__EXERCISE INSTRUCTIONS__: Your task is to transcribe the entries below exactly, beginning with the line containing "Put one point on every instance of the black" and ending with the final line, and to add nothing else.

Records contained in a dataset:

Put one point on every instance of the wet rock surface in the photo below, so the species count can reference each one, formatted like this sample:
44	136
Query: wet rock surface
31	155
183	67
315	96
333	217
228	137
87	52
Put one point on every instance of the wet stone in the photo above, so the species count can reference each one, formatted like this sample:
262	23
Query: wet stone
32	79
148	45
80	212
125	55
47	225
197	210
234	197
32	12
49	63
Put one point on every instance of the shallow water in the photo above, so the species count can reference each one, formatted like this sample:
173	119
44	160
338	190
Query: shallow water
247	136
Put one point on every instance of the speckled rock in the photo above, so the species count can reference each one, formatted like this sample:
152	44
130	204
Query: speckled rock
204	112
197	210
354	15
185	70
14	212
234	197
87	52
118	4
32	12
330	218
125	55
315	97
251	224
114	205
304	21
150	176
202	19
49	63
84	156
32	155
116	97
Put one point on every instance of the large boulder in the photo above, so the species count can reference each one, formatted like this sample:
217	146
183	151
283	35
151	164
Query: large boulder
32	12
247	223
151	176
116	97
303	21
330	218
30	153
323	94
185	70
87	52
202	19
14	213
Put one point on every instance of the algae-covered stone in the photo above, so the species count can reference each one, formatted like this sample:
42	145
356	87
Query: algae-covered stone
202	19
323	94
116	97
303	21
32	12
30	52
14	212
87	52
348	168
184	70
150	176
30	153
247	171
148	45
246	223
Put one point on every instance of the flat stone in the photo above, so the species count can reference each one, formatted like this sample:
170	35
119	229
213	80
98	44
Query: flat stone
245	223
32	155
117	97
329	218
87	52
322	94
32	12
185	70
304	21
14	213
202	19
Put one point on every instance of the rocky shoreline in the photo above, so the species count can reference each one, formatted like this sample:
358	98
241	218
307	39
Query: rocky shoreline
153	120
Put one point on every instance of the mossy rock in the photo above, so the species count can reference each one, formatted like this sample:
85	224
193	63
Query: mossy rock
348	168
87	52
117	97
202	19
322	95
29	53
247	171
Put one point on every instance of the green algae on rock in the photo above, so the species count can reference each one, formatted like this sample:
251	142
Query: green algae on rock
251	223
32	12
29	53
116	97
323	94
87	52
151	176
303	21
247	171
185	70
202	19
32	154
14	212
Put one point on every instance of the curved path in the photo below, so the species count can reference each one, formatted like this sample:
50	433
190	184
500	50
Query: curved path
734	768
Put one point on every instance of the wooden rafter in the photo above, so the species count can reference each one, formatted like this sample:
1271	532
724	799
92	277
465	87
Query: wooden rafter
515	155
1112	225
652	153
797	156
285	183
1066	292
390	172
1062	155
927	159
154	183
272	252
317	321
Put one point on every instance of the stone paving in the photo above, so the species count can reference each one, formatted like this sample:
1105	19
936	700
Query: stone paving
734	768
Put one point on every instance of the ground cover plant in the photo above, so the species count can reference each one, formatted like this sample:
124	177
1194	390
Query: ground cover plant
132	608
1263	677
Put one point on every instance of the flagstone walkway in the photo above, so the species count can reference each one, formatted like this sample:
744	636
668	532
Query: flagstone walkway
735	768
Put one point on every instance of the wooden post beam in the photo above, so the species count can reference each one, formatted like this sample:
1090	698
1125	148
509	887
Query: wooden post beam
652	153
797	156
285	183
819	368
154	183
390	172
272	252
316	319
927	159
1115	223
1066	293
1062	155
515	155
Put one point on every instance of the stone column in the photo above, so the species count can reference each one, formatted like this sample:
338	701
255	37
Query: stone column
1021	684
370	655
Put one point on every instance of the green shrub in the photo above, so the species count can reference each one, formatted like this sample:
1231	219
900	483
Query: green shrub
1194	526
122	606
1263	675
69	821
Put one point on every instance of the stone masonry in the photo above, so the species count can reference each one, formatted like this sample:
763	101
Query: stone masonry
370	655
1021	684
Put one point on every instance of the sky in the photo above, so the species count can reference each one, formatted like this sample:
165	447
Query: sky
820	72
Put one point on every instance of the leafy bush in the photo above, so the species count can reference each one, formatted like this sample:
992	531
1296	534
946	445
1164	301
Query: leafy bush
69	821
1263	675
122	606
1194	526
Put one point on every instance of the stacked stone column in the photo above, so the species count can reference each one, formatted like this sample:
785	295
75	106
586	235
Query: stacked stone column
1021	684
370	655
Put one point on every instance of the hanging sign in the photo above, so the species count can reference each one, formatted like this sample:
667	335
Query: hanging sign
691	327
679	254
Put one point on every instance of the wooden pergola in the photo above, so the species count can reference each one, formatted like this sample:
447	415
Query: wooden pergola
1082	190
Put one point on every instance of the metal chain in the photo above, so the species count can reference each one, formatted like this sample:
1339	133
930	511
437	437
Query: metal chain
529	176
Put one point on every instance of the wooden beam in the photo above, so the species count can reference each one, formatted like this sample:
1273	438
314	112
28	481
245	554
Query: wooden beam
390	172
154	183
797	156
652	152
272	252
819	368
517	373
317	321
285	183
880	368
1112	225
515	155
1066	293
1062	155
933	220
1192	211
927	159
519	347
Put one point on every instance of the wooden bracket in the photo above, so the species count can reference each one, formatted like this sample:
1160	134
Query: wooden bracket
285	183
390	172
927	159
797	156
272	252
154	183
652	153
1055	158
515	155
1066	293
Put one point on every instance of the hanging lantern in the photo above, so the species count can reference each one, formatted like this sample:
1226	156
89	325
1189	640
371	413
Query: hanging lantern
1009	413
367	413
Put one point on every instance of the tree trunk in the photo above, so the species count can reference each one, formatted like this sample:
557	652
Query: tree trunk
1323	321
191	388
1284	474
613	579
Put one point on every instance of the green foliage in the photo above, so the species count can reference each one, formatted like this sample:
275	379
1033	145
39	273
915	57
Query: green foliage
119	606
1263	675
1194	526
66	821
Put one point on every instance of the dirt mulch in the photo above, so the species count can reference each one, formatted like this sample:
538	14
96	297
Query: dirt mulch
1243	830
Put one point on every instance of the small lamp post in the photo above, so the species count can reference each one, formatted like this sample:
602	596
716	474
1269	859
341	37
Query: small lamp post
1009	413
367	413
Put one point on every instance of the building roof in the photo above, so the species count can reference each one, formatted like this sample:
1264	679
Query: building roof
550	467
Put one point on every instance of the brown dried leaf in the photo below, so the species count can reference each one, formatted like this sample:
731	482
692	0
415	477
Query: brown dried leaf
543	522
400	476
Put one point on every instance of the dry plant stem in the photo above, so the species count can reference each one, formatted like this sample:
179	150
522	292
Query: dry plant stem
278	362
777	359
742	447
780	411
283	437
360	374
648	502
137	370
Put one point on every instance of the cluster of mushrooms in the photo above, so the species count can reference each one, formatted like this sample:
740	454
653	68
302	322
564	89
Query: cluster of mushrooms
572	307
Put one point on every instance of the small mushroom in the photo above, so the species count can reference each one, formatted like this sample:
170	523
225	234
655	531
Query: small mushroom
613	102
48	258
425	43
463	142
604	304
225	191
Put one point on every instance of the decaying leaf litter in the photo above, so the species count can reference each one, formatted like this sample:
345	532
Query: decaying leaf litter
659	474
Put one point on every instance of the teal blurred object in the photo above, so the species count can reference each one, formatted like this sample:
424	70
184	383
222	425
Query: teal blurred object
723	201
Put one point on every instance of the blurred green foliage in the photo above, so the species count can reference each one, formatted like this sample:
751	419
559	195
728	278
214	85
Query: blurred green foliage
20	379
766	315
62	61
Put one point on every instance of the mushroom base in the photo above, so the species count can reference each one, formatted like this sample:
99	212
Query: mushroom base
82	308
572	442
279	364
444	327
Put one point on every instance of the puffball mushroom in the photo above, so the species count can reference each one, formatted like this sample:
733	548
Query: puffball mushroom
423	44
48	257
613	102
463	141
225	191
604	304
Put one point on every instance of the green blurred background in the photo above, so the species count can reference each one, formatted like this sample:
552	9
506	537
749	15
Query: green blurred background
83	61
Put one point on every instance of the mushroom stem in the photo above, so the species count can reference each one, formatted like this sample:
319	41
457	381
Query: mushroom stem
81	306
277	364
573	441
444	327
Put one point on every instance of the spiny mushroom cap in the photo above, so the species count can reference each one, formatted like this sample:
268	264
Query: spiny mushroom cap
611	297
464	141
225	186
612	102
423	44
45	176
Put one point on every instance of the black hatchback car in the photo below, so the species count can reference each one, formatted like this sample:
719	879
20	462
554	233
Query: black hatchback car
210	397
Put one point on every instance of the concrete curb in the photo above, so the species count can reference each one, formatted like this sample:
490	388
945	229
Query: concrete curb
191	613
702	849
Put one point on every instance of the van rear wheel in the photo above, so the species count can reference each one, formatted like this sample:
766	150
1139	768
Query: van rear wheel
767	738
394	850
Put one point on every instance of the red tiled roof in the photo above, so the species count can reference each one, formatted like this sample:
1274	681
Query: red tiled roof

__WORKED ANSWER__:
Put one point on every instance of the black hatchback car in the photo below, so the species count can reference each one, formatted like this sample:
719	879
20	462
554	233
Query: black hatchback car
210	397
Put one point on every instance of the concrete curb in the photo above, so the species count can reference each one, formatted like this sample:
490	388
945	229
Query: concrete curb
191	613
702	849
Put one point on every instance of the van rear wheel in the photo above, so the species count can reference each one, formatted like this sample:
766	150
1139	768
Query: van rear wheel
767	738
394	850
Put one point on every instance of the red tiled roof in the photo above, so the species count can reference each one, formatted like this sample:
1274	681
Query: red tiled roof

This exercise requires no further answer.